Dirty Promises (Dirty Angels, #3)Dirty Promises by Karina Halle
My rating: 5 of 5 stars

Wow! Karina Halle wasn’t kidding when she said that this was the darkest book that she’s written. I knew when I opened up this book to find a couple of pages of forewarning from the author about how dark and disturbing the content was, that this was going to be a book that I loved. It certainly did not disappoint!

I have been a die-hard Javier fan from the start. There is something about him that I just can’t resist. He definitely isn’t a nice guy by any means, but I find him absolutely irresistible. In fact, I’m still pretty peeved with Ellie for choosing Cam over Javier. I don’t think that I’ll ever get completely past that.

Unlike ‘Dirty Deeds’, ‘Dirty Promises’ is centered on Javier and his wife, Luisa. While Javier was never a “good guy”, this book gives us a front row seat to his downward spiral into the depths of his depravity. The fact that his life as a cartel leader had corrupted him was hinted at in the last book, but I couldn’t even begin to fathom how far gone he was.

Entries supplied
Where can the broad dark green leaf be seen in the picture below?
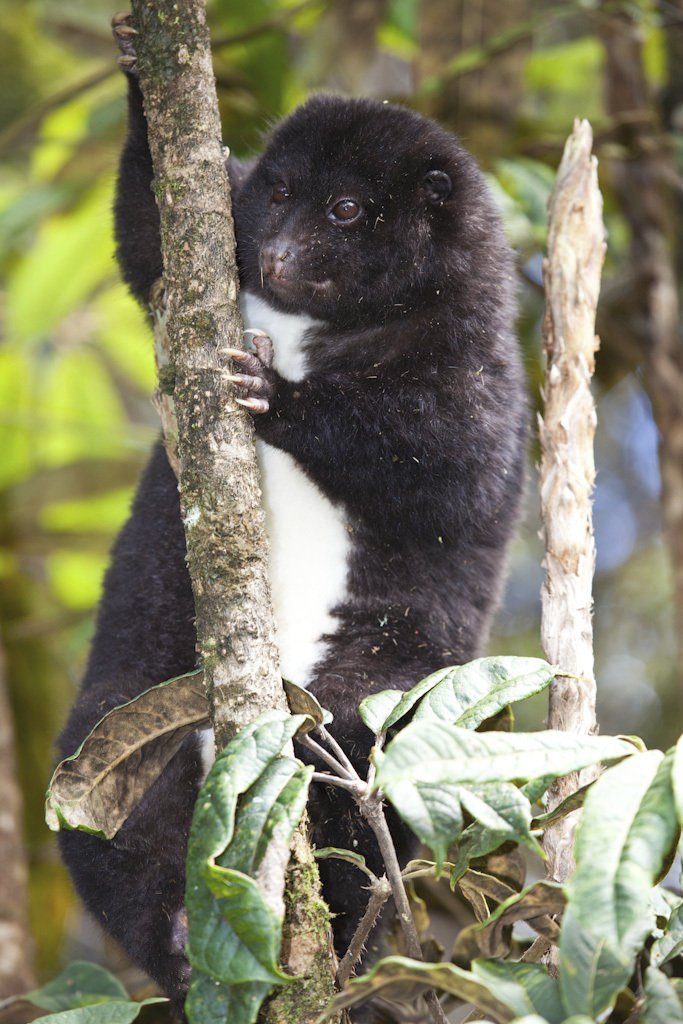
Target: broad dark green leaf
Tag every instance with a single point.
(469, 694)
(376, 709)
(271, 807)
(114, 1012)
(432, 771)
(663, 1005)
(209, 1001)
(303, 702)
(474, 843)
(525, 987)
(253, 796)
(438, 753)
(99, 785)
(503, 809)
(569, 804)
(233, 771)
(252, 931)
(626, 834)
(433, 812)
(80, 984)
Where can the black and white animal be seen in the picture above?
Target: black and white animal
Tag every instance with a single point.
(390, 417)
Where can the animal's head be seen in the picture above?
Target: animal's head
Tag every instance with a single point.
(358, 208)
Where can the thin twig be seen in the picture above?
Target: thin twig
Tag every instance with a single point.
(336, 749)
(357, 788)
(373, 812)
(379, 894)
(329, 759)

What needs to be done
Going back to the book review above, list every character it names, leaving out the author.

Task output
Javier, Ellie, Cam, Luisa